[Work to complete]:
Can you continue the article on sleep deprivation and the brain's fear response, picking up right after its last sentence?

[Document passage]:
....................

How Being Sleep Deprived Alters a Brain Connection That Causes Fear and Anxiety

I’m eager to investigate this for my daughter. She’s begun having sleep issues and increased anxiety at school. I’m curious to see if a connection emerges.

“This poses the question: How can a few lost hours of sleep have such a drastic effect on our brains and emotional (dis)functioning? To answer this, a team of neuroscientists at the Southwest University — led by Dr. Pan Feng — investigated the relationship between sleep and fear consolidation. They hypothesized that sleep deprivation is linked to increased sensitization of a particular brain region, the amygdala, which leads to increased reactivity towards negatively perceived stimuli and generates an amplified fear response.

The amygdala has long been known to play a pivotal role in the development and acquisition of fear. Of particular interest to the current investigation, the amygdala’s connections to two other brain regions called the ventromedial prefrontal cortex (vmPFC) and the insula, have been shown to affect this fear-based process.

....................

(Dataset entries)
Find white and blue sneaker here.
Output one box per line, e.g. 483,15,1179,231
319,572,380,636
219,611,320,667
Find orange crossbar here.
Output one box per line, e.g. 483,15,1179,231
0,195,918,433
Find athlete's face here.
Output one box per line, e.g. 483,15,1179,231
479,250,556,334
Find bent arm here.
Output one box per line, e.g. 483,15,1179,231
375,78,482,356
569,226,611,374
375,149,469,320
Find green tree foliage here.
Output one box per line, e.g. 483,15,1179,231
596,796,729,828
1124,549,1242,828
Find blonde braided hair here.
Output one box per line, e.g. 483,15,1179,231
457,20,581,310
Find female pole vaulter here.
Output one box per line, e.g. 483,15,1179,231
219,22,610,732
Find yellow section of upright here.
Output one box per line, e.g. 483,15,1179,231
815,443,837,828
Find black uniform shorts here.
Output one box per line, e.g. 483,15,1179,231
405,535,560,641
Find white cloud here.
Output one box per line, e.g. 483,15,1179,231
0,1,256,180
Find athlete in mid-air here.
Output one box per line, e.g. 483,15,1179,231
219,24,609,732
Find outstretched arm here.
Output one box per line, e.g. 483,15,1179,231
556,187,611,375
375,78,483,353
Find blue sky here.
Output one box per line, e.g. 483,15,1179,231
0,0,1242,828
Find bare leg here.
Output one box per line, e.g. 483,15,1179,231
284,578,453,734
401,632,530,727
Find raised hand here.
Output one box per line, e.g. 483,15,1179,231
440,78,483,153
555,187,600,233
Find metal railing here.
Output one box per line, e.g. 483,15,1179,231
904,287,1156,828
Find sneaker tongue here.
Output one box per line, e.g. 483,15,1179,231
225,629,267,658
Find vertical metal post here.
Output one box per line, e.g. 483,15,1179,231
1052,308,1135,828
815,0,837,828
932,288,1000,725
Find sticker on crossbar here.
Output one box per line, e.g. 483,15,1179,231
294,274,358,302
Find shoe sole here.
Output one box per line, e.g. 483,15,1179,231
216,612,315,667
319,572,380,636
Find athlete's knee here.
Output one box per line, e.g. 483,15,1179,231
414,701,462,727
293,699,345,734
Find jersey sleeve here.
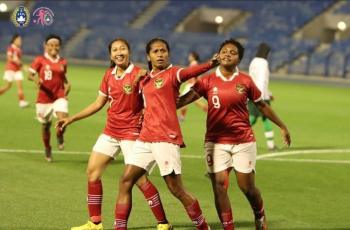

....................

[Solved problem]:
Much of the clinical research on the vmPFC has pointed to the critical role it plays in emotional regulation. In the presence of a stimulus, the amygdala begins to orchestrate a response. This response, however, cannot be put into action without the approval of the vmPFC. The connection to the vmPFC ultimately results in amygdala activity being reduced.

The insula also takes part in the processing of emotions but unlike the vmPFC, the insula’s connection to the amygdala increases firing of the amygdala. This results in habituation to a negative stimulus. This habituation acts as a driving force for fear acquisition.

These two connections led the team to make two related predictions: Sleep deprivation would be associated with decreased amygdala-vmPFC connectivity; and increased amygdala-insula connectivity.